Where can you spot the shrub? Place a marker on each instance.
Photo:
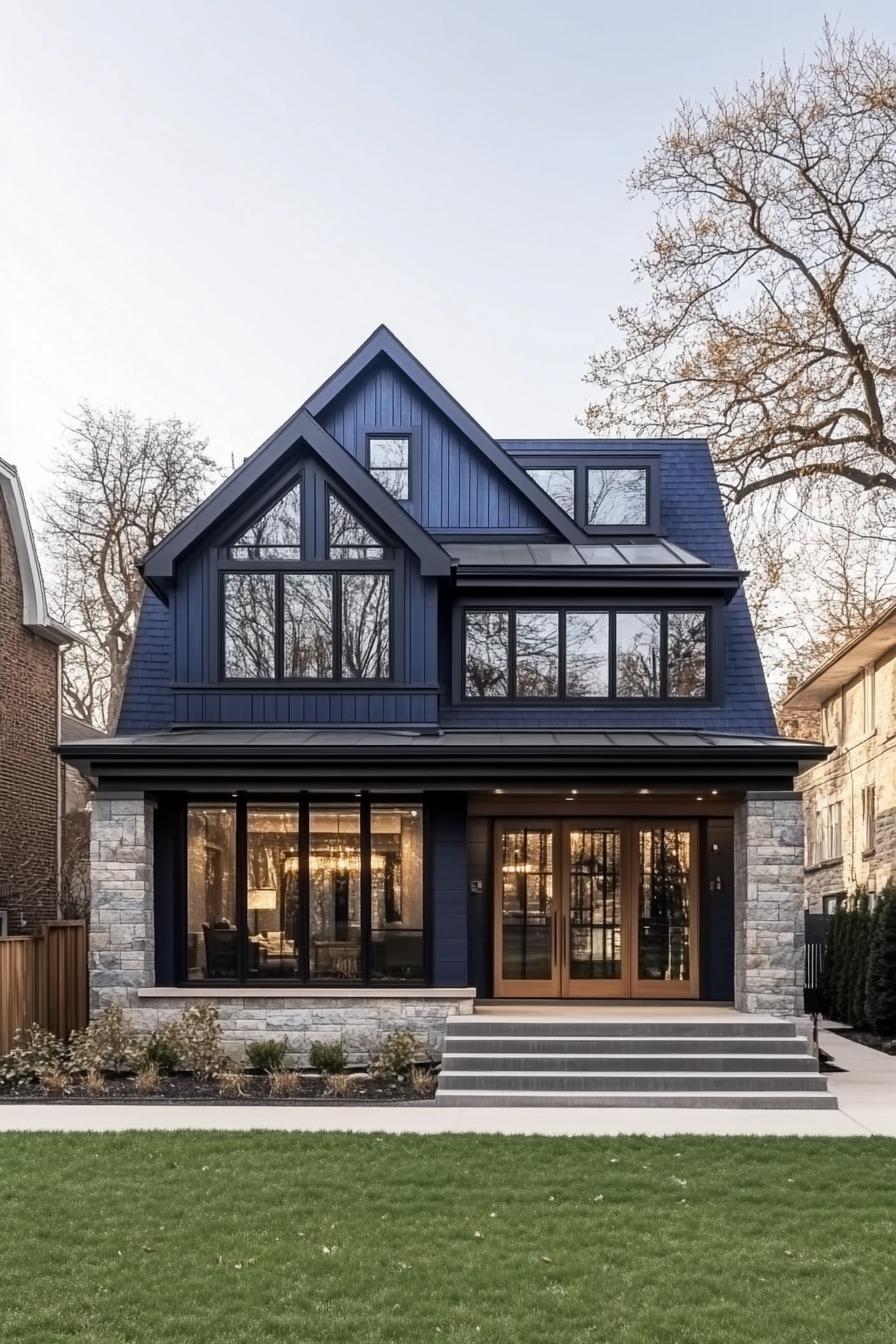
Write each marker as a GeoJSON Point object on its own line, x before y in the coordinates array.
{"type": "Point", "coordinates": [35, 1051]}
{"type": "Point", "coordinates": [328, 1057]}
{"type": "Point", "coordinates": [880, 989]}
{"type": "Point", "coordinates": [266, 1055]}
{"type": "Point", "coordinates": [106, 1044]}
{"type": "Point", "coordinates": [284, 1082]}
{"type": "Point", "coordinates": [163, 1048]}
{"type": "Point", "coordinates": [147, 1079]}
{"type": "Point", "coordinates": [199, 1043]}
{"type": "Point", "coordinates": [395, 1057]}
══════════
[Task instructions]
Copy the listing above with "bush" substituted for "shrub" and everything else left unchanged. Leave the picture out.

[Right answer]
Where can you spot the bush? Place a marker on each instance.
Photo:
Write each marker as a GeoJSON Point object on its own line, x before y in the coordinates array.
{"type": "Point", "coordinates": [35, 1051]}
{"type": "Point", "coordinates": [328, 1057]}
{"type": "Point", "coordinates": [880, 989]}
{"type": "Point", "coordinates": [266, 1055]}
{"type": "Point", "coordinates": [106, 1044]}
{"type": "Point", "coordinates": [284, 1082]}
{"type": "Point", "coordinates": [163, 1048]}
{"type": "Point", "coordinates": [147, 1079]}
{"type": "Point", "coordinates": [199, 1043]}
{"type": "Point", "coordinates": [395, 1057]}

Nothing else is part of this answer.